Reproduce the listing below line for line, with no changes.

Input records:
* Start *

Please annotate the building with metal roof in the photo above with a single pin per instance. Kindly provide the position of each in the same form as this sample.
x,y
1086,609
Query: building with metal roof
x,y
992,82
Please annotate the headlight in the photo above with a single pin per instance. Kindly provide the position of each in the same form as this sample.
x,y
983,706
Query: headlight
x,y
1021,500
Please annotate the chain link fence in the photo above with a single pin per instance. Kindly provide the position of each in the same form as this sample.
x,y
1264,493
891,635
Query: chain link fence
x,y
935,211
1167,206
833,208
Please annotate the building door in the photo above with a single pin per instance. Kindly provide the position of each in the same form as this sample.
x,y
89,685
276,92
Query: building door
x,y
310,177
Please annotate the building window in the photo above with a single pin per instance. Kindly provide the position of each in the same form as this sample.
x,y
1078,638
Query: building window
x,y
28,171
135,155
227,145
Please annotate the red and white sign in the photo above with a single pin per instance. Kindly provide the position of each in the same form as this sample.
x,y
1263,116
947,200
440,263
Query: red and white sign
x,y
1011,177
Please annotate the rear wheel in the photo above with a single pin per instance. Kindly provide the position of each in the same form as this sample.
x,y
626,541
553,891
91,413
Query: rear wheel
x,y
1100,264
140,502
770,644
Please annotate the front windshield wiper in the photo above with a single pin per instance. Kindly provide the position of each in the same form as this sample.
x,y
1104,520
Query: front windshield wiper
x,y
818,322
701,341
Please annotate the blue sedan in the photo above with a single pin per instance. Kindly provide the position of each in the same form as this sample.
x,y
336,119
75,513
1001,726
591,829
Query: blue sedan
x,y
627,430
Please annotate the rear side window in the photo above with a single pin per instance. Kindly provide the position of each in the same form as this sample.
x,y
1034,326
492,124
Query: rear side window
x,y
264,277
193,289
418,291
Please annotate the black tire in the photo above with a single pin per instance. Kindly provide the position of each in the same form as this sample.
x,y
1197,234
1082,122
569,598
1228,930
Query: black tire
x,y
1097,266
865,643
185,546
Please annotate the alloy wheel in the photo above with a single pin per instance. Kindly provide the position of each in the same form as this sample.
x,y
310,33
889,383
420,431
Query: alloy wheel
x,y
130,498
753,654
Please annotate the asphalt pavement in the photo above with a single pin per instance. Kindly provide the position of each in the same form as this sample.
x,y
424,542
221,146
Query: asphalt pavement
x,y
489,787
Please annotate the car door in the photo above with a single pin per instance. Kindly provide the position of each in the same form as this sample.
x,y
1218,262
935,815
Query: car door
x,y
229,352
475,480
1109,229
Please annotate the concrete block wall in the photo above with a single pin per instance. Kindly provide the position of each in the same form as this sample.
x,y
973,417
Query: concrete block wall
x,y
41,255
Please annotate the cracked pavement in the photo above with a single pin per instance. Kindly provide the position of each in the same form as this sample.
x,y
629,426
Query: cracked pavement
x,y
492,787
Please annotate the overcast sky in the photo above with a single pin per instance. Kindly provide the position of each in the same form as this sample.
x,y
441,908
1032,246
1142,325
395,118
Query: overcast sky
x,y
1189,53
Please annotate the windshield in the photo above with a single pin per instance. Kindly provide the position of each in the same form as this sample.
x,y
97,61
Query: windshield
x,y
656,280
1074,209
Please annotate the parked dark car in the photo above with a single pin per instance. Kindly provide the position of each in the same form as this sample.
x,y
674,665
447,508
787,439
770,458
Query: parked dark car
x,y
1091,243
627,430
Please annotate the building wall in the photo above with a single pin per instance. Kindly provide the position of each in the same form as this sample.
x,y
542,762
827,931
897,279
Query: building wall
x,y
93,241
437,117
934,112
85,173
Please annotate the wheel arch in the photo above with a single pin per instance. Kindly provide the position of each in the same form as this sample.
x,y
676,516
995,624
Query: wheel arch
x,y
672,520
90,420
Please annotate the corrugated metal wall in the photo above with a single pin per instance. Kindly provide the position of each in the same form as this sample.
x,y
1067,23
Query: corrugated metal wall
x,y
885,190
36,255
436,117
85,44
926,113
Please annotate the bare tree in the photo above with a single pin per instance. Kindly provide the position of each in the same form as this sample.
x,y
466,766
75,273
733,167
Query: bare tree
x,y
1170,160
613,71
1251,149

* End *

Exercise answer:
Please annotate the building with metal roof in the photo above with a single pin per instance. Kindly provide the position of each in the same form as this sample.
x,y
1086,609
Query: building with metal roof
x,y
992,82
Please annotate the headlight in the photo above with a single pin per instance. Kindly provide the position of each in the same form as this sample.
x,y
983,706
Query: headlight
x,y
1021,500
Please annotate the chain link fence in the photo above with a single pin per instance. Kindly provide the position of each in the same form as this sample.
x,y
1264,493
891,635
Query: chain link fence
x,y
935,211
1167,206
833,208
Please annotate the building door in the photo above with a single pin per instance. Kindly provide the position of each in the same form as this sample.
x,y
89,685
276,92
Query: building door
x,y
310,177
Please annotate the building window in the photo above with a single pin per instance. Kindly provide the position of each in the same form as this sample.
x,y
1078,638
Query: building window
x,y
28,171
135,155
227,145
Please annotate the red and white sign in the photo above with a single pin per instance. Kindly provide the position of each in the same form as this sample.
x,y
1263,116
947,200
440,263
Query: red and white sign
x,y
1011,177
Please annotate the rear wheel in the photo above with a single pin per instance. Kindly provide the position of each in the same form as this sample.
x,y
626,541
553,891
91,413
Query: rear wheel
x,y
1100,264
140,502
770,644
Please annotate the front windshield wiper in the photo above with a single pin per instance. Kindly provide the position of each in the same form as this sample.
x,y
1104,520
Query: front windshield wiper
x,y
818,322
701,341
Please annotate the blue sedan in the photo above with a single pin per instance. Kindly provide the position of each in the same form as this sample.
x,y
336,119
75,513
1001,726
591,829
Query: blue sedan
x,y
627,430
Please annotate the rear side window in the photo above with a single pin per instance. Kindly provide the position of each in the same form as this sample.
x,y
1034,326
492,124
Query: rear side window
x,y
264,277
193,289
418,291
Please annotate the black tire in the photo above with a single pin per instance. Kindly provide the position of each in the same form as this sample.
x,y
1197,234
1082,122
569,598
1228,930
Query: black tire
x,y
1097,266
865,643
185,546
Please annotate the alloy wheel in the photo above with a single pin per instance. Kindly provide the position of each in the same form as this sample.
x,y
310,33
889,383
420,431
Query: alloy wheel
x,y
130,498
753,654
Please annotate the asphalt pavement in the photo above with a single pin per instance. Kindly provide the position of each in the same form as this sample.
x,y
424,542
221,146
Query: asphalt pavement
x,y
489,787
Please annotate the car door in the photo above with a single pin per instance. Kindly provide the position of each in the same form as this sample.
x,y
1218,262
935,815
Query: car door
x,y
229,352
475,480
1109,229
Please annotate the concrete block wall in the photo above with a single pin per instance. Kindly provide the position of each in the same form as this sample.
x,y
973,417
Query: concrete block wall
x,y
41,255
Please annotate the cracked pavement in the photo above with a single pin per instance. Kindly provide the position of each in the same form as this sample.
x,y
629,426
Query: cracked pavement
x,y
492,787
Please annotate the overcast sky in the photo above with a single pin per instance. Kindly provide the position of each in the same form as this sample.
x,y
441,908
1032,246
1142,325
395,118
Query: overcast sky
x,y
1189,53
Please annotate the windshield in the photo above with a single pin per instance. Kindly provide the position of each in the same form as this sample.
x,y
97,61
Query: windshield
x,y
656,280
1074,209
Please annotate the parked dark car in the photo above with a single pin per instance. Kindly provide the position of each in the same form as this sample.
x,y
674,665
447,508
787,439
770,458
Query: parked dark car
x,y
1091,243
627,430
Please annotate the building wall in the photo above with a single pin per instance. Kindly provide the position of each in the same form as this sample.
x,y
542,762
827,931
897,279
Query: building wall
x,y
93,241
437,117
934,112
85,173
Please annotate the wheel arch in the photo above with a single pin per instance. Kindly provide the position of each in the same form as this sample.
x,y
676,516
995,624
Query: wheel arch
x,y
672,520
90,420
Please annotate the corrugated metal wall in the photo above with a single pin per instance. Kindly provide the position of each in the same form as this sample.
x,y
1067,23
Query: corrugated metal wall
x,y
885,190
36,255
436,117
85,44
926,113
Please annotate the bare tree in the photo above with a single pin per instance. Kindly provide the position of each in the same form as this sample.
x,y
466,766
75,273
733,167
Query: bare tree
x,y
1170,160
613,71
1251,149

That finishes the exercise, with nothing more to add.